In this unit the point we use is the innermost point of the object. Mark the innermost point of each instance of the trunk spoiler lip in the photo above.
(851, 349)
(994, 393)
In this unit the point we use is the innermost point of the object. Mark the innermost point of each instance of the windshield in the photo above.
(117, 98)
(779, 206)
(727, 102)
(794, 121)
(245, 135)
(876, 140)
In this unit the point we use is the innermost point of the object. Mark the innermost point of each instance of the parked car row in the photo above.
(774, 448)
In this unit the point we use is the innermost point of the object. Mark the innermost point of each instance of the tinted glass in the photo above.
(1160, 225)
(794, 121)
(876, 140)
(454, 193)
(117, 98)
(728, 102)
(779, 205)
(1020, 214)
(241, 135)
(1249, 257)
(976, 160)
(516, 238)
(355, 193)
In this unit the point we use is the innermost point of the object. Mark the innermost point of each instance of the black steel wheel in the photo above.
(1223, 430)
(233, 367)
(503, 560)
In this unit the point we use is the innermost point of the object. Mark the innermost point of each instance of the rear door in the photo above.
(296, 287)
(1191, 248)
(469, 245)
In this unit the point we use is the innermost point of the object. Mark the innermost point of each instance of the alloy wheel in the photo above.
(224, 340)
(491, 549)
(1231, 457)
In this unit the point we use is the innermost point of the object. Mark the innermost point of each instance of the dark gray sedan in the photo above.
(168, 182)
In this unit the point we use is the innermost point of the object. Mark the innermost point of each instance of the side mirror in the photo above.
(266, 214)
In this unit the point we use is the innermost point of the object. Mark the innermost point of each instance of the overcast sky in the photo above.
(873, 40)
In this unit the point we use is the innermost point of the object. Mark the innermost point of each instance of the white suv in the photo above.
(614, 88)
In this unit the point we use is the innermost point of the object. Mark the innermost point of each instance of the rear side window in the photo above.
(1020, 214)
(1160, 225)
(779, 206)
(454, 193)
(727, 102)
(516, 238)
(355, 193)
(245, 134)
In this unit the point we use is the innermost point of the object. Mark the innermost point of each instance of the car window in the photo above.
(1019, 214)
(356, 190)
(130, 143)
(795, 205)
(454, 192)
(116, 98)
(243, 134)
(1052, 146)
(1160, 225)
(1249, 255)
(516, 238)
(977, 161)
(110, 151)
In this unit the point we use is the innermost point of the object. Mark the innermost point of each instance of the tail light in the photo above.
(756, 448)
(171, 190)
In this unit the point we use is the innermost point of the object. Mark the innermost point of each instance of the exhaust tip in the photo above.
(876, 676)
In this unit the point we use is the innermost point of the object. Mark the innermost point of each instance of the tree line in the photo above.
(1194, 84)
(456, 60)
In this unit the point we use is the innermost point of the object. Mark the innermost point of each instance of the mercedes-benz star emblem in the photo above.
_ _ _ _
▶ [EXERCISE INSTRUCTIONS]
Copy the lines verbatim, starting at the line that contains "glass in the photo above." and ending at the line that contains "(1249, 257)".

▶ [SOLUTION TO THE PROBLEM]
In this unit the point we use is the innermost point of the object. Mark the innermost point of each instance of the tinted glass in the photo above.
(1160, 225)
(794, 121)
(876, 140)
(454, 193)
(117, 98)
(728, 102)
(779, 205)
(1020, 214)
(241, 135)
(1249, 257)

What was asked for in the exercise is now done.